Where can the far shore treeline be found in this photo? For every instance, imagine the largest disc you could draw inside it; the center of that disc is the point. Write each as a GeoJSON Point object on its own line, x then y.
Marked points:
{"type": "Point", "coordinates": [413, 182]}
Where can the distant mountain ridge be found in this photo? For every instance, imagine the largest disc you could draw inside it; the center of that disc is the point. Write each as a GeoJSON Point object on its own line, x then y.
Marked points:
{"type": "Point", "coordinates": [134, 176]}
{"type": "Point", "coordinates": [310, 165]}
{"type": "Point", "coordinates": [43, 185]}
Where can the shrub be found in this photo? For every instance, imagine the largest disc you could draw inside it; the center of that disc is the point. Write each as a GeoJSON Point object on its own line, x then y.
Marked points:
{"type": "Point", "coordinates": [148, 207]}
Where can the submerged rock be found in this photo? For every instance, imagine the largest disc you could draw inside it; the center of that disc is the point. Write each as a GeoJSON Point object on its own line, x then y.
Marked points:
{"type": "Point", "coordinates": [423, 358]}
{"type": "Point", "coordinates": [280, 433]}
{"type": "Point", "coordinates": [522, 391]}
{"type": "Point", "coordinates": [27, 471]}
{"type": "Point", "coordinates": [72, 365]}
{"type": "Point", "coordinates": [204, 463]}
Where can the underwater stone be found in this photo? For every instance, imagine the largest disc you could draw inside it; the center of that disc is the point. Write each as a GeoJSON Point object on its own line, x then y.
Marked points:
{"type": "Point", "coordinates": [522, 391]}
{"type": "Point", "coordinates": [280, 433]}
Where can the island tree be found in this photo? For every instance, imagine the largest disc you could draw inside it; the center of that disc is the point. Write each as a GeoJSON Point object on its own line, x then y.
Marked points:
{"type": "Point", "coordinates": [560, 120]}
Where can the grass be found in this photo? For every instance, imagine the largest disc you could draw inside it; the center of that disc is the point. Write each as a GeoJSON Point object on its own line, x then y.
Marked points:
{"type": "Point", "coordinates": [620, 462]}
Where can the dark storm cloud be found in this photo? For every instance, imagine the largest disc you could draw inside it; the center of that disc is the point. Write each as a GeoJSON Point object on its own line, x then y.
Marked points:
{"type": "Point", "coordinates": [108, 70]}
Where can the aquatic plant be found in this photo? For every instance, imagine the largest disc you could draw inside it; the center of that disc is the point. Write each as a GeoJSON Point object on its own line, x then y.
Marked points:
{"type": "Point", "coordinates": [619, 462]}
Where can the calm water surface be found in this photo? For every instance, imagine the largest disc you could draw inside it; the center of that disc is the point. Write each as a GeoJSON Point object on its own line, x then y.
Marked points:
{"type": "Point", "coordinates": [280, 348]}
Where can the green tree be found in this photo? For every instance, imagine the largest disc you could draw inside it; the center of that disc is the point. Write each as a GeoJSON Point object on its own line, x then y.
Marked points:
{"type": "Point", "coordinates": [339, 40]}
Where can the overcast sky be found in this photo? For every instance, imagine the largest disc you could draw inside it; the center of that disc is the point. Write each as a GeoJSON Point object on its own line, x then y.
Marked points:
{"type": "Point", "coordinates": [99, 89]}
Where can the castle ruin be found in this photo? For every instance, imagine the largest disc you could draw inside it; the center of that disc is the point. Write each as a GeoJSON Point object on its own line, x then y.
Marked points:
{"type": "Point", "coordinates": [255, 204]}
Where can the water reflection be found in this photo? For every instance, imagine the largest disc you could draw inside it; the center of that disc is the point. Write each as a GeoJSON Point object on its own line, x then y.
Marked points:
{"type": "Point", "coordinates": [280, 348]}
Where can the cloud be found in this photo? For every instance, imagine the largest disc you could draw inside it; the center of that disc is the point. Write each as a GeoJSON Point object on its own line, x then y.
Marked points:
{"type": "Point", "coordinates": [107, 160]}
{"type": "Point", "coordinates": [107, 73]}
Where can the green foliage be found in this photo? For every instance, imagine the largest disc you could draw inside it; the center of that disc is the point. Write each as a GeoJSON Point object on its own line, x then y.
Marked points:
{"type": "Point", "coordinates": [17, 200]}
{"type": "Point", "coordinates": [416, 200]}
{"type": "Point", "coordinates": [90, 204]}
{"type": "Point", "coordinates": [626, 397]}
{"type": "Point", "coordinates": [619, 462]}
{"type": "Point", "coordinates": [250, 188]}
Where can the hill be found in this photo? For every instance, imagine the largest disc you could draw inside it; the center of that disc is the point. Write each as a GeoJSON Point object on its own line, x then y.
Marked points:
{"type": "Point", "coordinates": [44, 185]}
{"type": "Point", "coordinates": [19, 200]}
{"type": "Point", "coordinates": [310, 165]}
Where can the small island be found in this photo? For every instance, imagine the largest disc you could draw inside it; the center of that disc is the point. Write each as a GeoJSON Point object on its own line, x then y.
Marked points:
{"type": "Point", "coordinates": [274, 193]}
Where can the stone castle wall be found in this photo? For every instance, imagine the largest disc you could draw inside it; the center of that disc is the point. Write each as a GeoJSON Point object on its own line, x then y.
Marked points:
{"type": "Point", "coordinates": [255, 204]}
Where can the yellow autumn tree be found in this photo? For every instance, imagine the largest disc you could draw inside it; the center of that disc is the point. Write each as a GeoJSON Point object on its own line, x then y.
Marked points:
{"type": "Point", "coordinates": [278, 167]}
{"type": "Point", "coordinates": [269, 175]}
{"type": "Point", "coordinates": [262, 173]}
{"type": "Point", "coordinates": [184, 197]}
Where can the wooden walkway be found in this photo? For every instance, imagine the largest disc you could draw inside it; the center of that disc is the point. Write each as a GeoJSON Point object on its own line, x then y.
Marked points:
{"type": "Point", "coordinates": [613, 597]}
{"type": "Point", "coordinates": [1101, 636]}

= = =

#### [What the task requires]
Within the listing above, locate the line containing "Where can the hill" and the line containing "Where can the small". Reproduce those two lines and all lines between them exactly, with nothing added.

#### [Solution for this task]
Where can the hill be found in this photo? For every instance, imagine the largest disc you could draw inside it; the center of that disc is the point. Write each as a GeoJSON Point object on its own line, x then y.
Marked points:
{"type": "Point", "coordinates": [44, 185]}
{"type": "Point", "coordinates": [19, 200]}
{"type": "Point", "coordinates": [310, 165]}
Where can the small island be found in this photo? For every instance, imagine the largest disc you could draw inside it; the center of that disc is the point. Write each as a GeoJSON Point object on its own line, x then y.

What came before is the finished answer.